ASSIGNMENT>
Your job is to set down the stretch of entries that opens with the line containing "Target: sandy beach" and closes with the line containing "Where can the distant hill". Keep both end lines, copy each exactly, and add nothing.
*** Opening RECORDS TO USE ***
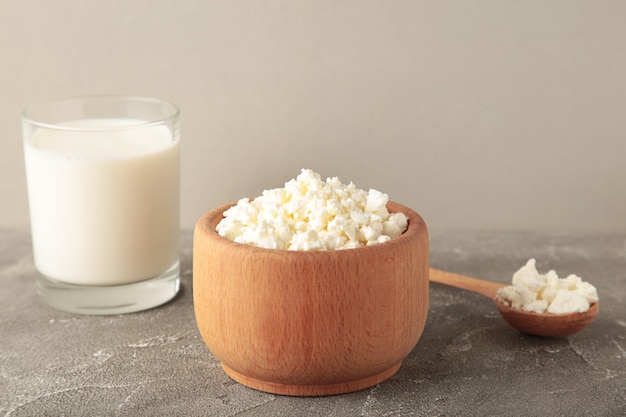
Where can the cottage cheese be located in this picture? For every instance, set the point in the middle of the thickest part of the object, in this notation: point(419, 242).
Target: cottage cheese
point(309, 214)
point(535, 292)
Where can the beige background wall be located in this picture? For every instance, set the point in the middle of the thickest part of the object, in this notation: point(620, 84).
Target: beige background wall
point(497, 114)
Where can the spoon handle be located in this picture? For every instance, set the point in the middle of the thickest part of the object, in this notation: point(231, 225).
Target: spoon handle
point(479, 286)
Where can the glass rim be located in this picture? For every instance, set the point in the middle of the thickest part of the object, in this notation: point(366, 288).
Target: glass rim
point(39, 122)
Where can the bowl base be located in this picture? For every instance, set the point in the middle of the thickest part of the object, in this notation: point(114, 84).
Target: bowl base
point(311, 390)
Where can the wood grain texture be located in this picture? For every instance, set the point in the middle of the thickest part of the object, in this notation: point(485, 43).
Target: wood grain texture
point(546, 325)
point(310, 323)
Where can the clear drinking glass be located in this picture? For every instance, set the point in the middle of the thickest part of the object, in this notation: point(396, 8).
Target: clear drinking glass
point(103, 188)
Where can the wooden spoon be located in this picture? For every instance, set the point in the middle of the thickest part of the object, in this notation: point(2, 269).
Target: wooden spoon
point(548, 325)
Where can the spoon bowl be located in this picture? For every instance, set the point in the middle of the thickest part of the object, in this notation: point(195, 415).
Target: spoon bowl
point(546, 325)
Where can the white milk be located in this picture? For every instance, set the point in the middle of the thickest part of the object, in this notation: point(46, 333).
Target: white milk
point(104, 205)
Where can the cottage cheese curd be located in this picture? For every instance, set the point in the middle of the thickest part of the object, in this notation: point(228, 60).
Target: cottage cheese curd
point(310, 214)
point(539, 293)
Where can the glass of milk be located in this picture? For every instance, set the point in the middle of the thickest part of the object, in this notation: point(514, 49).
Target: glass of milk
point(103, 189)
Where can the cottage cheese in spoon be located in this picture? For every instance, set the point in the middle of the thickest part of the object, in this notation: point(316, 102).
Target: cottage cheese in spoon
point(547, 293)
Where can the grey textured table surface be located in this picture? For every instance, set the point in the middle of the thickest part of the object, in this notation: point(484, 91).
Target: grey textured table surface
point(467, 362)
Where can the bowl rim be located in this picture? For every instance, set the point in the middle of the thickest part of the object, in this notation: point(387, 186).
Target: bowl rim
point(415, 228)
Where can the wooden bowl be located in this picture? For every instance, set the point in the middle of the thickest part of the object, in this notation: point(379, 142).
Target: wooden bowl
point(310, 323)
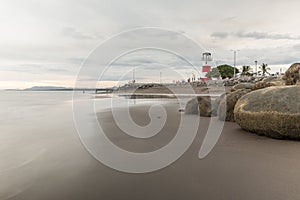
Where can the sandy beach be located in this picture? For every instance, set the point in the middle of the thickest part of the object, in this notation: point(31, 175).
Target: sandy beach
point(241, 165)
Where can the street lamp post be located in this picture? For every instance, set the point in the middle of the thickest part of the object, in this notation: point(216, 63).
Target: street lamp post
point(256, 68)
point(234, 58)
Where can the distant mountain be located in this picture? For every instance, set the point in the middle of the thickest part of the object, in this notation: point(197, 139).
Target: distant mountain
point(48, 88)
point(57, 88)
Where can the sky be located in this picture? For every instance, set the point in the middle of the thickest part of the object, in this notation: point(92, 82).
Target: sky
point(47, 42)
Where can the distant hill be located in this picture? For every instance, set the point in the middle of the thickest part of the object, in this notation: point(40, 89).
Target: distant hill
point(57, 88)
point(48, 88)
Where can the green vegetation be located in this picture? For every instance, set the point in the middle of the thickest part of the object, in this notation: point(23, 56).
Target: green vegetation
point(264, 69)
point(222, 70)
point(214, 73)
point(246, 71)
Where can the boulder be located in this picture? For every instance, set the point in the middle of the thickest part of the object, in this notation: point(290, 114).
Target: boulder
point(292, 75)
point(261, 85)
point(204, 106)
point(227, 104)
point(242, 86)
point(273, 112)
point(191, 107)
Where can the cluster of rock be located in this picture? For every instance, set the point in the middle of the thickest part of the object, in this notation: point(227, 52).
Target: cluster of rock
point(269, 106)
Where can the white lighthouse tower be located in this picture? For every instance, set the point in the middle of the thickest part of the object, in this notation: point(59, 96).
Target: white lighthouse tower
point(206, 66)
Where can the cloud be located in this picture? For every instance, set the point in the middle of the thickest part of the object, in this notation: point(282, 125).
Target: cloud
point(255, 35)
point(73, 33)
point(220, 34)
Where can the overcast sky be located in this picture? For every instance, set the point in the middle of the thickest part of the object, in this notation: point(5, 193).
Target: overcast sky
point(43, 42)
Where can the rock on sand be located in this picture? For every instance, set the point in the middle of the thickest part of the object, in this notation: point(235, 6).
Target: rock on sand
point(273, 112)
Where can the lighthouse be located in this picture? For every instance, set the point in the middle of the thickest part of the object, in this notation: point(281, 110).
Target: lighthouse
point(206, 66)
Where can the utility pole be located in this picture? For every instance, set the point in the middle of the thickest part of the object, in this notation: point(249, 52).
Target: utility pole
point(160, 77)
point(234, 59)
point(256, 68)
point(133, 76)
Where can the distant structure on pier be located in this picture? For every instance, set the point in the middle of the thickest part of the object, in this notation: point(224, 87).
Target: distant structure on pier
point(206, 66)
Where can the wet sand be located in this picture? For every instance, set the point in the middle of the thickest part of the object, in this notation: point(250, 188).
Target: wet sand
point(241, 166)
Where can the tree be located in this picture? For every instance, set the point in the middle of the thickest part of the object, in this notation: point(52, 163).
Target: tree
point(264, 68)
point(214, 73)
point(227, 71)
point(246, 71)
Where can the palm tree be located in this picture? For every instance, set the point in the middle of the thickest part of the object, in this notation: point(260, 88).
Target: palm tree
point(246, 70)
point(264, 68)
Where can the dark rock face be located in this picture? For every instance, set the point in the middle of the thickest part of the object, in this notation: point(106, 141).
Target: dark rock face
point(292, 75)
point(191, 107)
point(242, 86)
point(204, 106)
point(227, 104)
point(268, 82)
point(273, 112)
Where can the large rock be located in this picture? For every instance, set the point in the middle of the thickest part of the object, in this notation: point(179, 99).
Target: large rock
point(242, 86)
point(273, 112)
point(191, 107)
point(226, 107)
point(262, 84)
point(292, 74)
point(204, 106)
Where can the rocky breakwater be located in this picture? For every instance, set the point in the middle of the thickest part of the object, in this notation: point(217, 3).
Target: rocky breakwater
point(292, 75)
point(272, 112)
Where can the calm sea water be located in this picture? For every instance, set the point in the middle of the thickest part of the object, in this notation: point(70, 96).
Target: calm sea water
point(38, 138)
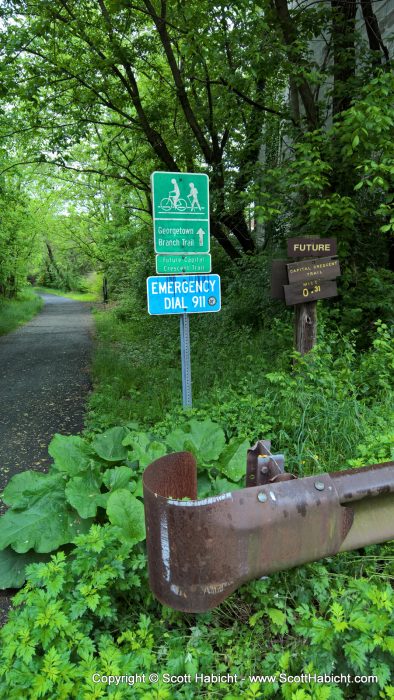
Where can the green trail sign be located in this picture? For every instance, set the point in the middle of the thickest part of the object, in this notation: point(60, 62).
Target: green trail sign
point(181, 264)
point(180, 212)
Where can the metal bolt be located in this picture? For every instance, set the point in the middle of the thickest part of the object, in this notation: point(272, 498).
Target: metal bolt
point(262, 497)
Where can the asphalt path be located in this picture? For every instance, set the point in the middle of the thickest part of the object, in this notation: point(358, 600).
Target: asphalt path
point(44, 382)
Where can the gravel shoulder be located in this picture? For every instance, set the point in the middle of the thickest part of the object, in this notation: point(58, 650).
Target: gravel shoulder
point(44, 383)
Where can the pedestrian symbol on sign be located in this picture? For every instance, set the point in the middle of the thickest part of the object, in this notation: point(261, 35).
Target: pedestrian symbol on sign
point(193, 197)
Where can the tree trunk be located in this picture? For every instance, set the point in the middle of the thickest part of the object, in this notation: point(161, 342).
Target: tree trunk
point(343, 39)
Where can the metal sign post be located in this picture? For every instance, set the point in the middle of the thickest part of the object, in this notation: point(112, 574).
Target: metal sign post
point(185, 358)
point(181, 237)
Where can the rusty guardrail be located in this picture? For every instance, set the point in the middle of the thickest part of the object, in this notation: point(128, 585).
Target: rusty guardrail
point(200, 551)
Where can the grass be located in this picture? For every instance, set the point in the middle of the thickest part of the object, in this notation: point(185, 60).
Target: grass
point(76, 296)
point(16, 312)
point(245, 380)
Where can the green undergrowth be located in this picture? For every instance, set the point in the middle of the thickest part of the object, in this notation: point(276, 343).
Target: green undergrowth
point(16, 312)
point(87, 613)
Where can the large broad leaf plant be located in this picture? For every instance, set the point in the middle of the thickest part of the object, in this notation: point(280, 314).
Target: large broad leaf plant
point(100, 480)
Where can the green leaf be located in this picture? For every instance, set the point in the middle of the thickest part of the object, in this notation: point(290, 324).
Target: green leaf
point(233, 459)
point(145, 448)
point(127, 512)
point(25, 488)
point(70, 452)
point(13, 566)
point(82, 492)
point(277, 617)
point(355, 141)
point(117, 478)
point(45, 526)
point(109, 446)
point(204, 438)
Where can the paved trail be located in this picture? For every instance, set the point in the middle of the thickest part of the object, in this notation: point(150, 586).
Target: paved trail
point(44, 381)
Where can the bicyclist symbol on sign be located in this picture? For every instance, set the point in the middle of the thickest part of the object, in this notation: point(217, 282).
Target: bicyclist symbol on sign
point(174, 201)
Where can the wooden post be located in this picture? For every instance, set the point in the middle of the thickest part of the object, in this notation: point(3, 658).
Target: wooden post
point(305, 326)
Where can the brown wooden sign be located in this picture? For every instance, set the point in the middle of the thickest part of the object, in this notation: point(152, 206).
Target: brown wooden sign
point(309, 247)
point(302, 292)
point(317, 269)
point(278, 279)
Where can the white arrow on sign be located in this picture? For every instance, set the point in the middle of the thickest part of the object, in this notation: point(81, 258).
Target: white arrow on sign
point(200, 234)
*** Closing RECORDS TO USE ***
EXERCISE ANSWER>
Target: sandy beach
point(241, 165)
Where can the street lamp post be located in this picture? For every instance, set the point in the middle of the thickest part of the object, in this notation: point(216, 63).
Target: street lamp post
point(256, 68)
point(234, 58)
Where can the distant mountain be located in this picture? For every instance, set the point in the middle of the thickest part of the object, in this notation: point(197, 139).
Target: distant mountain
point(48, 88)
point(57, 88)
Where can the sky be located in this picture? For every instance, set the point in the middle of the thickest part of the object, in this notation: point(92, 82).
Target: sky
point(47, 42)
Where can the distant hill be located in this picture? For every instance, set the point in the middle of the thickest part of the object, in this notation: point(40, 89).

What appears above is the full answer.